▸ **About this task**
Wherever pictures occur in the entries below, leave them out and retype the rest exactly.

▸ **Dataset excerpts**
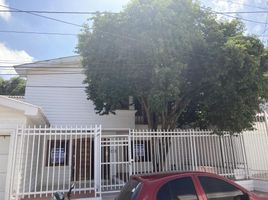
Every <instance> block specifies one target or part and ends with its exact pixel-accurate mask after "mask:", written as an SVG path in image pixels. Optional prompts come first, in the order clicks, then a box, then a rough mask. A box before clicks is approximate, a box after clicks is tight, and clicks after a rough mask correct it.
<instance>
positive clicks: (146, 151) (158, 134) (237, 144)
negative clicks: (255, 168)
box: [130, 130, 248, 178]
mask: <svg viewBox="0 0 268 200" xmlns="http://www.w3.org/2000/svg"><path fill="white" fill-rule="evenodd" d="M130 137H131V148H132V161H133V164H132V172H133V174H141V173H155V172H170V171H195V170H199V171H208V172H214V173H218V174H221V175H224V176H228V177H232V178H241V177H245V178H246V175H247V168H248V167H247V162H246V156H245V146H244V143H243V135H242V134H237V135H234V136H231V135H223V136H218V135H215V134H213V132H212V131H201V130H173V131H160V130H159V131H148V130H143V131H141V130H131V131H130Z"/></svg>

▸ **Result of the exercise**
Every <instance> block specifies one target or part and ends with its exact pixel-accurate mask after "mask:", written as an SVG path in image pixels. Optional prompts come first, in the order clicks, then a box, then a rough mask. A box before clicks is approximate, a box after clicks is tight, and clicks after a rough mask correct it.
<instance>
positive clicks: (146, 151) (158, 134) (237, 144)
negative clicks: (255, 168)
box: [130, 130, 248, 178]
mask: <svg viewBox="0 0 268 200" xmlns="http://www.w3.org/2000/svg"><path fill="white" fill-rule="evenodd" d="M130 137H131V148H132V161H133V164H132V172H133V174H141V173H155V172H170V171H195V170H199V171H208V172H214V173H218V174H221V175H224V176H228V177H232V178H241V177H245V178H246V175H247V168H248V167H247V162H246V156H245V146H244V143H243V135H242V134H237V135H234V136H231V135H223V136H218V135H215V134H213V132H212V131H201V130H173V131H160V130H159V131H148V130H143V131H141V130H131V131H130Z"/></svg>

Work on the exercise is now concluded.